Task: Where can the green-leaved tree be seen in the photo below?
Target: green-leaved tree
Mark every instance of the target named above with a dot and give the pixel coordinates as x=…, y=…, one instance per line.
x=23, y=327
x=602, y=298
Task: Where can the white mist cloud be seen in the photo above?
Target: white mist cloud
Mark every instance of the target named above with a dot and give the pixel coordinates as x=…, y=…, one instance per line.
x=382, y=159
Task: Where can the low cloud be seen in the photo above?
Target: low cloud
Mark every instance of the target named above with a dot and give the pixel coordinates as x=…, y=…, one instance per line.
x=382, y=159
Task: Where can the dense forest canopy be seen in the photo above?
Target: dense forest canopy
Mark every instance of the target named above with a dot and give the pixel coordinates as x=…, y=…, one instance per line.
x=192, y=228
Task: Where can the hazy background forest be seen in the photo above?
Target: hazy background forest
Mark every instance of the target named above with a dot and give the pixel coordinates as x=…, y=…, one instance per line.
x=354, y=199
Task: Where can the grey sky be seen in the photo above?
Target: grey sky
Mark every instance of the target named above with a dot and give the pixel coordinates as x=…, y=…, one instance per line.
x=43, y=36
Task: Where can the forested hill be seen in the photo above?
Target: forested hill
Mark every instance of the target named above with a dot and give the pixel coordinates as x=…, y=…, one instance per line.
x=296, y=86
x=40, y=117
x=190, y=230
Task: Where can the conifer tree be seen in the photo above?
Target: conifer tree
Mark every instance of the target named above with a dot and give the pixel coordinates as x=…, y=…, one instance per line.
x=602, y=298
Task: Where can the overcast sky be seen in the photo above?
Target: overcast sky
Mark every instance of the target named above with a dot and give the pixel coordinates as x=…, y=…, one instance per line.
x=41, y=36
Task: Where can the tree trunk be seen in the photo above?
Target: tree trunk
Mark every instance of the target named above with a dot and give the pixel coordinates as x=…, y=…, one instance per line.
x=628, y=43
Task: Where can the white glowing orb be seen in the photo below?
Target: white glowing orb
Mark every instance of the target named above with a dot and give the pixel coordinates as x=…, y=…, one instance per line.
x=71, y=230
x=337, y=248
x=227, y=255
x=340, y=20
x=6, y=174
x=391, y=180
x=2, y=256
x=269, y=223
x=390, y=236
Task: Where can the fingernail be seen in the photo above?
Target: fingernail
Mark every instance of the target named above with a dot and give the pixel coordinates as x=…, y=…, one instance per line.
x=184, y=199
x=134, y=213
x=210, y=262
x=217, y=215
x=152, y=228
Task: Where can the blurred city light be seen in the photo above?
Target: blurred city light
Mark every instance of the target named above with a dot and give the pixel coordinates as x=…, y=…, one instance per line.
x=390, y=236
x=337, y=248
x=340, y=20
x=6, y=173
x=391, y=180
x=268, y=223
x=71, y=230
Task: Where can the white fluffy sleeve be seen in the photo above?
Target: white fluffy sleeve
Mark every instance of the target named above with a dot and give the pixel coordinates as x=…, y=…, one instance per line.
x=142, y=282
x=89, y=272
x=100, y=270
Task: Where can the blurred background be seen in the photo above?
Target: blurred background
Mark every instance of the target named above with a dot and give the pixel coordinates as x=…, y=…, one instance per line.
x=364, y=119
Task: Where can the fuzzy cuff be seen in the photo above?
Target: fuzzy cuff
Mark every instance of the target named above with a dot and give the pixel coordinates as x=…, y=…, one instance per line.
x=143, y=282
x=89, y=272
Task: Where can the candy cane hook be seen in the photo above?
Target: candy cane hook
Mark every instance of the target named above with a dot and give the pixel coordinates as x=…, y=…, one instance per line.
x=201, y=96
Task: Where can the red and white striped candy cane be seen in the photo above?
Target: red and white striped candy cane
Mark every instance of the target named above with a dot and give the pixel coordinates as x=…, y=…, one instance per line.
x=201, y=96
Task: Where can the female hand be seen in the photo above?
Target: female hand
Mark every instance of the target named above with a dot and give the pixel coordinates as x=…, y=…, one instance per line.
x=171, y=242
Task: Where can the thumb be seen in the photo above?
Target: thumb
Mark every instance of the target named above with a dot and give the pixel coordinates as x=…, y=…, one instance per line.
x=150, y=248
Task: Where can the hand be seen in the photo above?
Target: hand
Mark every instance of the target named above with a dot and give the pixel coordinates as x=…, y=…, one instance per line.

EXERCISE PROMPT: Can you write out all of the entries again, swapping "dot" for "cross" and leaving everything else unchanged?

ANSWER TO THE PROBLEM:
Task: Where can the green-leaved tree be seen in the photo below?
Target: green-leaved tree
Mark every instance of the target named above with a cross and give the pixel coordinates as x=…, y=…, one instance per line.
x=23, y=327
x=602, y=298
Task: Where can the white mist cloud be seen in the photo above?
Target: white mist cloud
Mark every instance of the target named above with a cross and give the pixel coordinates as x=…, y=…, one instance per line.
x=382, y=159
Task: Where can the low cloud be seen in the photo above?
Target: low cloud
Mark every instance of the target named above with a cross and give the pixel coordinates as x=…, y=…, one instance per line.
x=382, y=159
Task: Where can the dense forest canopy be seen in the photo above?
Target: dense forest canopy
Mark every instance of the target named above with a cross and give the pixel coordinates as x=…, y=…, one instance per line.
x=192, y=228
Task: Where can the hazy background forest be seen in the photo above?
Target: hazy background forest
Mark every instance of the target named above with a cross and give the pixel coordinates as x=…, y=…, one instance per line.
x=354, y=199
Task: Where can the grey sky be seen in the photo above?
Target: grey sky
Mark every instance of the target named above with a cross and give the pixel coordinates as x=…, y=…, one instance per line.
x=43, y=36
Task: Where can the forested hill be seen in the photo above?
Target: forested hill
Mark every instance of the target named above with a cross and give the pixel coordinates as x=…, y=…, one instance per line.
x=296, y=86
x=40, y=117
x=190, y=230
Task: Where can the conifer tree be seen in the photo above?
Target: conifer tree
Mark every instance of the target named above with a cross and give the pixel coordinates as x=…, y=…, one instance per line.
x=602, y=298
Task: Where can the overcast sky be seen in the photo above?
Target: overcast sky
Mark every instance of the target named above with a cross and give the pixel coordinates as x=…, y=…, one instance per line.
x=41, y=36
Task: Where can the tree trunk be seen in the photo above?
Target: tree trunk
Mark every instance of the target named above with a cross and give the pixel coordinates as x=…, y=…, one instance per line.
x=628, y=43
Task: Where can the white glowing orb be seen in the photo below?
Target: white glowing orb
Mark every instance of the target named above with a cross and give the pixel coordinates as x=…, y=…, one instance per line.
x=71, y=230
x=337, y=248
x=227, y=255
x=340, y=20
x=6, y=174
x=391, y=180
x=2, y=256
x=269, y=223
x=390, y=236
Task: Where can the fingernail be seen in the photo above?
Target: fingernail
Mark every instance of the target named above with a cross and give the pixel coordinates as x=…, y=…, one instance per line.
x=184, y=199
x=134, y=213
x=210, y=262
x=217, y=215
x=152, y=228
Task: Where can the blurred city light be seen in the photo above?
Target: blurred city light
Mark every instance of the target named above with a cross and give the pixel coordinates as x=…, y=…, one instance per line.
x=390, y=236
x=337, y=248
x=340, y=20
x=6, y=173
x=391, y=180
x=268, y=223
x=71, y=230
Task: Where can the white fluffy sleeve be seen in the photo above?
Target: white fluffy sleeve
Mark every instance of the target named above with a cross and give the pixel coordinates as x=…, y=…, one instance per line.
x=142, y=282
x=89, y=272
x=100, y=270
Task: Where can the blurred background be seen in the photo above?
Target: blurred background
Mark every instance of the target named above with a cross and give the pixel coordinates as x=…, y=…, one instance per line.
x=364, y=119
Task: Where can the fuzzy cuff be seen in the photo above?
Target: fuzzy cuff
Mark every instance of the target named above with a cross and give the pixel coordinates as x=…, y=…, one instance per line.
x=143, y=282
x=89, y=272
Task: Where can the candy cane hook be seen in the photo above?
Target: candy cane hook
Mark every instance of the target named above with a cross and give the pixel coordinates as x=…, y=…, one instance per line.
x=201, y=96
Task: Where can the red and white striped candy cane be seen in the photo above?
Target: red and white striped candy cane
Mark every instance of the target named above with a cross and give the pixel coordinates as x=…, y=…, one instance per line.
x=201, y=96
Task: Where can the female hand be seen in the photo above?
Target: female hand
Mark every instance of the target named above with a cross and give the pixel coordinates as x=…, y=…, one instance per line.
x=171, y=242
Task: Where can the thumb be seen in the photo above?
Target: thumb
Mark every instance of the target named above with a cross and give the pixel coordinates as x=…, y=…, one instance per line.
x=150, y=248
Task: Where can the hand be seen in the photo above?
Target: hand
Mark every instance of the target named above with a cross and give the pixel coordinates as x=…, y=…, one instance per line.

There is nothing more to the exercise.